Ci sono momenti in cui le proprie parole non bastano a descrivere lo sdegno, la frustrazione e la delusione per quello che accade.
Questo è uno di quei momenti.
Oggi l'unico modo che ho per esprimere il mio pensiero è utilizzare parole non mie:
Allora Maria, intanto non credo a una parola, intanto questa ragazza non è giusto che passi da poco di buono, d d... di quell... diciamo da quella che va a adescare i tronisti in giro, perché uno è padrone e libera anche di farlo: è una ragazza giovane, è libera e può comunque... ehhh... tentare di sedurre chiunque.
È LLLUI che dua tutilare il suo rapporto.
È LLLUI che era fidanzato con Teresanna.
È LLLUI che doa fare in modo che llei non arrivasse in camera.
E e il suo racconto fa acqua da tutte le parti: quando lui led descrive lei dicendo:
"Beh, ma in fondo tu sei qua perché ti vuoi far... ehm... diciamo vuoi venire a Uomini e Donne."
Beh, Maria, nonè difficile venire a Uomini e Donne, perché basta una telefonata, uno dice sai, vorei... 'n sooooo... corteggiare Diego, e c'arrivi a Uomini e Donne! Non è che co'la... co'la sua presenza chissà poi che cosa è accaduto! Allora, cara Maria, io aaa ehm Francesco non gli ho creduto la scorsa volta e non gli crederò mai, perché la ragazza ha detto dei dettagli della camera da letto, ha detto:
"Letto a baldacchino e qual..."

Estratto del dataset
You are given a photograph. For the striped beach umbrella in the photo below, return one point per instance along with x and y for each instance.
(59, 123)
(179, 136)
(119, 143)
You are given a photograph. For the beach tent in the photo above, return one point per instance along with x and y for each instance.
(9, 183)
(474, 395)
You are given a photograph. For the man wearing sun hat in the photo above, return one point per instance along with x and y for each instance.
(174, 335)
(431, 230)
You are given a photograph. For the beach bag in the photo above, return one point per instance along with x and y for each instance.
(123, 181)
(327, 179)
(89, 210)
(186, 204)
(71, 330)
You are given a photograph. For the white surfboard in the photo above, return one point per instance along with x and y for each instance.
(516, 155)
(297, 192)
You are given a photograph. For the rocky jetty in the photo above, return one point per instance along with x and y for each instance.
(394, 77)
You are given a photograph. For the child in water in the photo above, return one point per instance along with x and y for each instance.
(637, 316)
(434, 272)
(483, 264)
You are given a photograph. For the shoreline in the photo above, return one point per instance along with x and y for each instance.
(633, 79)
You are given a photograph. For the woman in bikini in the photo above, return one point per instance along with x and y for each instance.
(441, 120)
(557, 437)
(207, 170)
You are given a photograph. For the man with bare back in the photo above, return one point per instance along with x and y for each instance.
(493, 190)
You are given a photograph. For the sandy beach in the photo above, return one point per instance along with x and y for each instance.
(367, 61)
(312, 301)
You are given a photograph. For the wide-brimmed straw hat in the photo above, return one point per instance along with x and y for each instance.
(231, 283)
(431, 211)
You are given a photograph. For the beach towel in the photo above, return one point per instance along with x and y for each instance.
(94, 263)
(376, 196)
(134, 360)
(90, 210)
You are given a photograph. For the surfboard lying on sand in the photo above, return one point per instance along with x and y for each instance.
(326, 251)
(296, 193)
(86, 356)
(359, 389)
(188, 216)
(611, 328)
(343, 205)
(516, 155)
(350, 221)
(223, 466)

**ESERCIZIO SCRITTO 1:**
Nel brano su Uomini e Donne, che cosa basta per arrivare al programma secondo chi parla?
**ESERCIZIO SCRITTO 2:**
Scrivi il seguito del brano su Uomini e Donne, partendo dall'ultima frase riportata.
Questo materiale è a parte e non c'entra con il brano.

**RISULTATO 1:**
Basta una telefonata.

**RISULTATO 2:**
adesso non mi ricordo bene cosa aaaltro ha detto, che soltanto una persona che è entrata lì, e quando lui dice:
"Il manager ha dormito con me."
non è vero, perché il manager alloggiava alla camera a fianco e lei ha risposto al telefono, perché ha risposto al telefono? Perché il ghghgh telefono era appoggiato sul comodino! Quando lui poi replica a ciò e dice:
"Beh, no, effetiamente lei ha sentito che io ho risposto."
sì, sentire è una cosa, rispondere è un'altra, perché s'io mi trovo col mio cellulare qua fuori, perché deve rispondere Gianni? Ci sono io, efefe rispondo io, è il mio telefono, quindi questa versione di lui è falsa, è finta, io lui non ci credo, perché lei è salita in camera, per la seconda volta lei poi dice che lui l'ha pregata di aspettarlo, quando lui era al telefono non so cosa stava facendo.
Maria, la parte di quello che è stato "vittima" di questa "fan scatenata" non gli si addice.
Qui chiudo.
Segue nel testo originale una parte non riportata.